*** Extract to read ***

Skip to content

ddeutils/jett

Repository files navigation

Jett

pypi version python support version size

Just an Engine Template Tool that easy to use and develop for Data Engineer. This project support the ETL template for multiple DataFrame engine like PyArrow, PySpark, Duckdb, Polars, etc.

Supported Features:

  • Dynamic Supported Engines via YAML template
  • JSON Schema Validation
  • Plugin Airflow Operator

📦 Installation

uv pip install -U jett

Engine Supported:

Name Status Description
Pyspark Pyspark and Spark submit CLI for distributed workload
DuckDB DuckDB and Spark API DuckDB
Polars Polars for Python workload
Arrow Arrow for Python workflow with Columnar
Daft Daft for Python distributed workload
DBT DBT for SQL workload
GX Great Expectation for data quality

Warning

This project will focus on the Arrow engine first because it is the base lib for most DataFrame libs.

Note

Version Tracking:

Package Version Next Support
Python 3.10.13 >=3.11.0
Spark 3.4.2 >=4.0.0
Hadoop 3 3
Java openjdk@11 openjdk@17
Pyspark 3.4.1 >=4.0.0
Scala 2.12.17 2.12.17
DuckDB 1.3.2
Polars 1.32.0
Arrow 21.0.0
Daft 0.5.21

📝 Usage

For example, making file, etl.polars.tool (I use .tool be file extension for validate it with the JSON schema with pattern *.tool), for ETL state like:

type: polars
name: Load CSV to GGSheet
app_name: load_csv_to_ggsheet

# 1) 🚰 Load data from source
source:
  type: local
  file_format: csv
  path: ./assets/data/customer.csv

# 2) ⚙️ Transform this data.

***

> [Things to do]:
(a) Answer these questions from the Jett README:
(i) Which file extension does the usage example use, and what is it for?
(ii) Which engine will the project focus on first?
(iii) Which Java version appears under "Next Support"?
(b) Name every engine in the "Engine Supported" table of the Jett README.
(c) Extend the Jett README from its last line, the transform-step comment.

*** Information given ***

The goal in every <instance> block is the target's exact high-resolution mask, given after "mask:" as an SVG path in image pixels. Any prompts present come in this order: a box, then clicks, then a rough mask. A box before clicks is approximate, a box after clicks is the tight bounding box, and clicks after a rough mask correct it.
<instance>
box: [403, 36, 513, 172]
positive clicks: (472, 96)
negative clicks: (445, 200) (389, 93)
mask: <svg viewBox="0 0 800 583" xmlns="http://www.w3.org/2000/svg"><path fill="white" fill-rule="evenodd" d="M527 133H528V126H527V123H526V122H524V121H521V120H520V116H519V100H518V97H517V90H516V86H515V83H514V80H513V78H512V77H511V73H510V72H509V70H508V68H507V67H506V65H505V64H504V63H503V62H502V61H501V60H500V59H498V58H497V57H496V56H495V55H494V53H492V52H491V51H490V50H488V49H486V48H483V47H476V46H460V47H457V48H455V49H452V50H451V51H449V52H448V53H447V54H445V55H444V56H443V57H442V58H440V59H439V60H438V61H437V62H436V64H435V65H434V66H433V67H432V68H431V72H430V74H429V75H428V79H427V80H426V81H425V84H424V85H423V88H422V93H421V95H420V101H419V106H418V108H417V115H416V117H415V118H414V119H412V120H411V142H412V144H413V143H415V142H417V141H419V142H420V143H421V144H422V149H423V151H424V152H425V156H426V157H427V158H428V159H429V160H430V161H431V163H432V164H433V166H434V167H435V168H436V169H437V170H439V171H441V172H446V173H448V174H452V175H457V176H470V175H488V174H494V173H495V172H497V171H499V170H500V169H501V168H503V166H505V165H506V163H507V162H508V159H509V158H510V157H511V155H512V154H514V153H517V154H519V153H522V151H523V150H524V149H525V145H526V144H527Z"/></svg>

***

> [List of answers]:
(a)
(i) The `.tool` extension, so the file can be validated against the JSON schema with the pattern `*.tool`.
(ii) The Arrow engine.
(iii) openjdk@17.

(b) Pyspark, DuckDB, Polars, Arrow, Daft, DBT, GX

(c)
transforms:
  - op: rename_to_snakecase
  - op: group
    transforms:
      - op: expr
        sql: "CAST(id AS string) AS id"
      - op: expr
        sql: "customer_name AS name"

# 3) 🎯 Sink result to target
# - multi-sink supported depends on each engine
sink:
  - type: local
    file_type: google_sheet
    path: ./assets/landing/customer.gsheet

# 4) 📩 Metric that will send after execution.
metric:
  - type: console
    convertor: basic
  - type: restapi
    convertor: basic
    host: "localhost"
    port: 1234

Use by Python API:

from jett import Tool

tool = Tool(path="./etl.spark.tool")
tool.execute(allow_raise=True)

📖 Documents

This project will reference emoji from the Pipeline Emojis.

💬 Contribute

I do not think this project will go around the world because it has specific propose, and you can create by your coding without this project dependency for long term solution. So, on this time, you can open the GitHub issue on this project 🙌 for fix bug or request new feature if you want it.